《二十四節気》のひとつ大暑(たいしょ)は夏の節気、立夏、小満、芒種、夏至、小暑、大暑の最後の節気となります。
大暑は二十四節気の中で12番目で、1年の折り返し地点となっています。

本格的な暑さになる頃で、二十四節気の中でも最も暑い時期とされています。
年々最高気温が上昇し続け、暑さが続く期間も長くなってきています。
熱中症などの体調不良に最も注意が必要ですね。
台風が多い時期でもあります。
年々台風による大きな被害も増えてきていますので、十分な備えが必要です。

日の昇っている時間が長く遅い時間まで明るいので、日中の暑さを避けて夕涼みなどを楽しむのもいい季節ですね。
各地でお祭りや花火大会など、夏の行事が目白押しです。
【IeNiwa時間~昔から受け継がれてきた暑気払いを暮らしの中に~】

「暑気払い」とは、その名の通り厳しい暑さが続く時期に、「暑さをうち払う」ために、体に溜まった熱気をとり除き、夏を乗り越えようとすることです。
暑気払いは、古くから行われてきました。
外に出ただけで汗が噴き出すようなからみつく暑さを払いのけようと、先人たちは様々な工夫を施してきました。

____________________

- _課題 A_
記録のうち、文字列「evergreen」を含む行をすべてそのまま抜き出してください。大文字と小文字は区別します。
本文と記録は、それぞれ別の出典から取られたものです。

名前付き対象のポインティング記録:
____________________

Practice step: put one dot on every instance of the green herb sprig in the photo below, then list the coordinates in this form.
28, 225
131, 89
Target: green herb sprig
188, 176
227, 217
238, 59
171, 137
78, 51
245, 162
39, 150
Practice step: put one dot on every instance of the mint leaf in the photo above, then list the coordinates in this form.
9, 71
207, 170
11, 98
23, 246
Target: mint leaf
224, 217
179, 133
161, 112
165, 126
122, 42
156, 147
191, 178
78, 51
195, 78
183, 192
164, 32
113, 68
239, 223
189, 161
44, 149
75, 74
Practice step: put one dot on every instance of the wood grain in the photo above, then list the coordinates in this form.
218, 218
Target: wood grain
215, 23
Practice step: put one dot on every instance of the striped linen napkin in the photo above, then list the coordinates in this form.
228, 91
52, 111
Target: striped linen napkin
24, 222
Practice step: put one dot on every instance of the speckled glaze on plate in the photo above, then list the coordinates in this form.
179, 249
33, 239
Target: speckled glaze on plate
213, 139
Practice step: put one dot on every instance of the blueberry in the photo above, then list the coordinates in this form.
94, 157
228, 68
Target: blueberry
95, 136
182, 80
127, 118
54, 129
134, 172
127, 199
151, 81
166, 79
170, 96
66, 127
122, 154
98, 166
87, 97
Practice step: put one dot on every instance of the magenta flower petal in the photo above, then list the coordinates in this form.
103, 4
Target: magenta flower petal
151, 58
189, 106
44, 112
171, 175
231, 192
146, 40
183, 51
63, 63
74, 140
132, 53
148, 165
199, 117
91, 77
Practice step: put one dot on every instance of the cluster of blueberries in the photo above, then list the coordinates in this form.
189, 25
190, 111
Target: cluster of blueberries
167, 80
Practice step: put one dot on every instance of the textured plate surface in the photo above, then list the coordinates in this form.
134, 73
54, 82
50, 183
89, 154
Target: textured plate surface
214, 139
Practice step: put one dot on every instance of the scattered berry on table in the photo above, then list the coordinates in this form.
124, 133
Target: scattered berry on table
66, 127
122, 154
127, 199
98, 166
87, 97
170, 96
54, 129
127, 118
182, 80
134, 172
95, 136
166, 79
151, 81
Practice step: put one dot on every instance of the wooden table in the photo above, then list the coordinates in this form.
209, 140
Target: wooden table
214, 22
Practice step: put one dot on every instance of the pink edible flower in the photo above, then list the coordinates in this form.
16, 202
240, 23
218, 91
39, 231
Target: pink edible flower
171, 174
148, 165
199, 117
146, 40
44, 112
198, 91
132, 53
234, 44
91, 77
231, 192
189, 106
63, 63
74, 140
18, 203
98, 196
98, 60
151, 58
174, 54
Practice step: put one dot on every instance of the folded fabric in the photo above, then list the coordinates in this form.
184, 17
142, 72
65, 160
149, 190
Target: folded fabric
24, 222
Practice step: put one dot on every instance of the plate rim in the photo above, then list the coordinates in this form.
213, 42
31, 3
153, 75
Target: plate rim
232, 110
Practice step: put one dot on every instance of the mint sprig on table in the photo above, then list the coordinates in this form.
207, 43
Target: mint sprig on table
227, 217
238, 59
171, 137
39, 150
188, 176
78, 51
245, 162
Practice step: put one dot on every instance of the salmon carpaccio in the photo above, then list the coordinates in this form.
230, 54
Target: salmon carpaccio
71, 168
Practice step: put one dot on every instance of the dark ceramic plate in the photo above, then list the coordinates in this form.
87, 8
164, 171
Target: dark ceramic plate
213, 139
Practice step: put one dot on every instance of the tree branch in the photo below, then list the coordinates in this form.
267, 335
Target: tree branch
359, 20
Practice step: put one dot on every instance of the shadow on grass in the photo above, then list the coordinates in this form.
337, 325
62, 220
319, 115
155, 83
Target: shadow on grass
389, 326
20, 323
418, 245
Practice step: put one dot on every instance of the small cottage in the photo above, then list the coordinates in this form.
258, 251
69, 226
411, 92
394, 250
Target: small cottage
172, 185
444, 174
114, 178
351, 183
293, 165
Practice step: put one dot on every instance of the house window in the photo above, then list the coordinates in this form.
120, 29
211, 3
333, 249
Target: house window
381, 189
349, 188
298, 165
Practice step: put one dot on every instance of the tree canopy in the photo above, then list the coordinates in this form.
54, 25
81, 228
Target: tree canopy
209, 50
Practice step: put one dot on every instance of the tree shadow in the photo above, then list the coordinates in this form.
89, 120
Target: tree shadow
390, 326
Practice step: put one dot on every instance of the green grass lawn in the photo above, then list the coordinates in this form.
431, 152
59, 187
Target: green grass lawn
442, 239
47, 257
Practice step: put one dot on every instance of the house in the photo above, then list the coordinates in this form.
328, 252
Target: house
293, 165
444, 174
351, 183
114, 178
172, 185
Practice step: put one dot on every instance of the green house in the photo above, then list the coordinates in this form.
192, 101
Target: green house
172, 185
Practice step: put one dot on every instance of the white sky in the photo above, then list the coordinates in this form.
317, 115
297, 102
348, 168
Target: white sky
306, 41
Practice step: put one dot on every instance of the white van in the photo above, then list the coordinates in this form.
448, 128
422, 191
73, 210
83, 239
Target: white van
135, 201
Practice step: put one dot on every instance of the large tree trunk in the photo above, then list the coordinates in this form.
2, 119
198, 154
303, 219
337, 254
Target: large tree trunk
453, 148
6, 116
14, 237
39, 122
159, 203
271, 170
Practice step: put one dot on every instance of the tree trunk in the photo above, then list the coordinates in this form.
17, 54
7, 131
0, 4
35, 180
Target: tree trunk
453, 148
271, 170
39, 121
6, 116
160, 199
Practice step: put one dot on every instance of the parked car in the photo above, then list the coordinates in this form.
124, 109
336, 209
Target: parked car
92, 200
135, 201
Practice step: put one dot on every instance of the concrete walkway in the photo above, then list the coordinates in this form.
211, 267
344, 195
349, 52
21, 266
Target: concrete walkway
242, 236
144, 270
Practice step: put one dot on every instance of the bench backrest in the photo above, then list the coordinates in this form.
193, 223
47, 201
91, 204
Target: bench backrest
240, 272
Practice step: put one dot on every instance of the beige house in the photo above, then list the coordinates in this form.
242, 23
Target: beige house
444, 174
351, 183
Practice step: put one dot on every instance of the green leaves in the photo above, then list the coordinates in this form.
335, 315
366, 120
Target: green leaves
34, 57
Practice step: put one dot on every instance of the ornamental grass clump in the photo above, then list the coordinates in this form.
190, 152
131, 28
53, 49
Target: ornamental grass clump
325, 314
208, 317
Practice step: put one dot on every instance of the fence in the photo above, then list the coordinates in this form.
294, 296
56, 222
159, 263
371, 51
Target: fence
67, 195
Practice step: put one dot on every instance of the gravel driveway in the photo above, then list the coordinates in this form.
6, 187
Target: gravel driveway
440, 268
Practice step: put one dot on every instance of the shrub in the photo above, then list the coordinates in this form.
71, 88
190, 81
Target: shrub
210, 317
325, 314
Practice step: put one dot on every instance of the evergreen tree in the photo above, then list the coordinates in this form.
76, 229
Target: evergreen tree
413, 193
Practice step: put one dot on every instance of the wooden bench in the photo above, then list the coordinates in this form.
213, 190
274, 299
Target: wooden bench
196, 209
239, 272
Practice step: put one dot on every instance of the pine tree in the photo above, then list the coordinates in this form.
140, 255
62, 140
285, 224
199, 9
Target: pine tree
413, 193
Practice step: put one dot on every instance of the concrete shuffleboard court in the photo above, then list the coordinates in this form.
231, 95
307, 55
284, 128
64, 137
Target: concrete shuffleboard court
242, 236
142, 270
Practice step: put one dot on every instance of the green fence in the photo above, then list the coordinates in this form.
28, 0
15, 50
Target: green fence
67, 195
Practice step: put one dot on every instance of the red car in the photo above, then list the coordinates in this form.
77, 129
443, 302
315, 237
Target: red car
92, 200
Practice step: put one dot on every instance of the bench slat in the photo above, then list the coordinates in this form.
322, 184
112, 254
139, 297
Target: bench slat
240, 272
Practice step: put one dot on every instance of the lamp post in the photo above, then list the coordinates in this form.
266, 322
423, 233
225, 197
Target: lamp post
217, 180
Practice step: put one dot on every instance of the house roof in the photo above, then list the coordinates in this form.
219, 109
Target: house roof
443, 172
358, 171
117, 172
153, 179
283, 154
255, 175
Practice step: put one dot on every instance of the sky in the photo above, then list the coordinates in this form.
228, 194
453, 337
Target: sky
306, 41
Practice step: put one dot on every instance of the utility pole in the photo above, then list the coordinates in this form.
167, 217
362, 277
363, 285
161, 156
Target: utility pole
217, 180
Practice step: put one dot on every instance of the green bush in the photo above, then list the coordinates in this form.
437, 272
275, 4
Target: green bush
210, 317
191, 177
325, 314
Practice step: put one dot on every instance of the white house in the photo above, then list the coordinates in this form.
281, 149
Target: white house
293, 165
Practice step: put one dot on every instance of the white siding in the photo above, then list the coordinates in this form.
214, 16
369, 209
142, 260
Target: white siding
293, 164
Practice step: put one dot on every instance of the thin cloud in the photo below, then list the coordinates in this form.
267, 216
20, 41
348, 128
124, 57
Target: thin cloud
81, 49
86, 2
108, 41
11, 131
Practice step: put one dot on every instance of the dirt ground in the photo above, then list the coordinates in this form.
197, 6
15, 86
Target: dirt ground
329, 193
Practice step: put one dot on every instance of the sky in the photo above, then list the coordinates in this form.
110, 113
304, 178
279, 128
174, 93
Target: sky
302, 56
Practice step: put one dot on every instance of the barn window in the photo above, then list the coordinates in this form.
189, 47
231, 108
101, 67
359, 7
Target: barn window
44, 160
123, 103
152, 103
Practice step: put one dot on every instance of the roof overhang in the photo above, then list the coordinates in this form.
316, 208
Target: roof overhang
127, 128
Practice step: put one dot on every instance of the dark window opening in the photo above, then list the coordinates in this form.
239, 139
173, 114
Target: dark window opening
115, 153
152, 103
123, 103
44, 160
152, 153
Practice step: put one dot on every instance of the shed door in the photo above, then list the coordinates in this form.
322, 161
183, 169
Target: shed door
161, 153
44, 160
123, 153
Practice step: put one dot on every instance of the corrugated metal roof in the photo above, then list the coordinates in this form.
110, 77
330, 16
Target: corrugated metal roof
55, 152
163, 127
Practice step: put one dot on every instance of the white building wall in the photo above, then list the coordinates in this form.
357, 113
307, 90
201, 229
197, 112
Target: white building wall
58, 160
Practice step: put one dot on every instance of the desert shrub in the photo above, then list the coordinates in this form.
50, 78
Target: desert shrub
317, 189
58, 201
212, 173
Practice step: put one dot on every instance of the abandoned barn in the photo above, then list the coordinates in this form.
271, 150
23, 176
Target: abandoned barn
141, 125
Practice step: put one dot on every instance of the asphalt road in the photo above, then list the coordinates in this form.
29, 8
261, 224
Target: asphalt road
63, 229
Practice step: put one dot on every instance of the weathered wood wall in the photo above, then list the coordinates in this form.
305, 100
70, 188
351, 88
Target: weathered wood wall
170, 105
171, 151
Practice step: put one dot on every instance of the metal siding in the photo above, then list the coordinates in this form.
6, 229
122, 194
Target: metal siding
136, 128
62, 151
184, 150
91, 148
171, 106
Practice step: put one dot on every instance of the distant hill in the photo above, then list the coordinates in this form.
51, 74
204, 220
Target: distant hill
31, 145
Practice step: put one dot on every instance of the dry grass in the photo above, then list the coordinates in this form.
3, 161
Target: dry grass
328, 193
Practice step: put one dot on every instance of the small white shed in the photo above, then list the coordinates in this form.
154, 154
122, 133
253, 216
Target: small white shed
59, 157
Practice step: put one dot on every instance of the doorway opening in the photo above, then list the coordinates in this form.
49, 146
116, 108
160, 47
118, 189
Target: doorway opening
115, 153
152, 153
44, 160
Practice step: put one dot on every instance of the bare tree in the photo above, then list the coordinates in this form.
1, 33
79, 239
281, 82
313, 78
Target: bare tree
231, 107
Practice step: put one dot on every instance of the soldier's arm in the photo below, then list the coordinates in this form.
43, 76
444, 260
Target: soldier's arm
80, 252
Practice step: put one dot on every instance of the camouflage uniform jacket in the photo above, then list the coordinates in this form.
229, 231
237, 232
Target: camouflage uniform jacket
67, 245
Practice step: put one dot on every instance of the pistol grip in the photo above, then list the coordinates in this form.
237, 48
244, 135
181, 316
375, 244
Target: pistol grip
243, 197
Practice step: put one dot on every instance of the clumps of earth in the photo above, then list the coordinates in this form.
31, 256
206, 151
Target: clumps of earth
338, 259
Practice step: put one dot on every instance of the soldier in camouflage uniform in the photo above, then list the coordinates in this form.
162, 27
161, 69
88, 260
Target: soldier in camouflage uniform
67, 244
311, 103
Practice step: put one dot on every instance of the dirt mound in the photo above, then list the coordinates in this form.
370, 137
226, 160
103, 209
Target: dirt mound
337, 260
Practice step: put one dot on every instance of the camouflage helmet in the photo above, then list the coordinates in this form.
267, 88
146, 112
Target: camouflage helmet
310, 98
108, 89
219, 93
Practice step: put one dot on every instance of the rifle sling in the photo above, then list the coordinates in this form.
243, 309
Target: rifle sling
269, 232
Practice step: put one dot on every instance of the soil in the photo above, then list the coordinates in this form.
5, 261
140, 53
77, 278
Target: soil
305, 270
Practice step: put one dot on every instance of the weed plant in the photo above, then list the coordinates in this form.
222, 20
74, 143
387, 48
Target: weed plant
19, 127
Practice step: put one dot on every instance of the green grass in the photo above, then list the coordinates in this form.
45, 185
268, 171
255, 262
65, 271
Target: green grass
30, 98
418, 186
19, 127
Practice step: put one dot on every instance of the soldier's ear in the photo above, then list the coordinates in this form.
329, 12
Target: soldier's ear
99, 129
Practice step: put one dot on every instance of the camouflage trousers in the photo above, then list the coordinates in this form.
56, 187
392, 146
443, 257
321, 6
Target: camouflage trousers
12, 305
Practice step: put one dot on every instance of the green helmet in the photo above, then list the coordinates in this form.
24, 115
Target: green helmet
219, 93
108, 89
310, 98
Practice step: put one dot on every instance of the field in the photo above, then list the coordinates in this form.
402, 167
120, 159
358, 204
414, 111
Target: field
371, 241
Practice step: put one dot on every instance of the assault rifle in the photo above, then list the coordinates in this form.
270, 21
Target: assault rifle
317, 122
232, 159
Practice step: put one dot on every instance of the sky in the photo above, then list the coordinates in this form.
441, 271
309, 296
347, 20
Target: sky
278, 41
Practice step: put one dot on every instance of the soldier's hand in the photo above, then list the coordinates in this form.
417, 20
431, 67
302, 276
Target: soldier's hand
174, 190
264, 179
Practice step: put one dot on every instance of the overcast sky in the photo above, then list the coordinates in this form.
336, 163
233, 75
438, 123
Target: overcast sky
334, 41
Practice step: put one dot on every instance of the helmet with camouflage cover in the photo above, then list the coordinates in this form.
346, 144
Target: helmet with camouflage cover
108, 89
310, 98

____________________

- _課題 B_
大暑についての本文によると、大暑は二十四節気の中で何番目の節気ですか?

- _正しい出力 A_
Practice step: put one dot on every instance of the evergreen tree in the photo above, then list the coordinates in this form.
Target: evergreen tree

- _正しい出力 B_
12番目です。